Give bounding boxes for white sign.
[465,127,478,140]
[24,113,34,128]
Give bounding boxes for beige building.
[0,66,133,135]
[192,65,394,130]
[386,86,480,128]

Exercise directions
Please copy every line of the records above word for word, leaving nothing out.

Answer for this exercise
Give bounding boxes for white sign.
[465,127,478,140]
[24,113,34,128]
Give bounding boxes for beige building.
[0,66,133,135]
[192,65,394,130]
[386,86,480,128]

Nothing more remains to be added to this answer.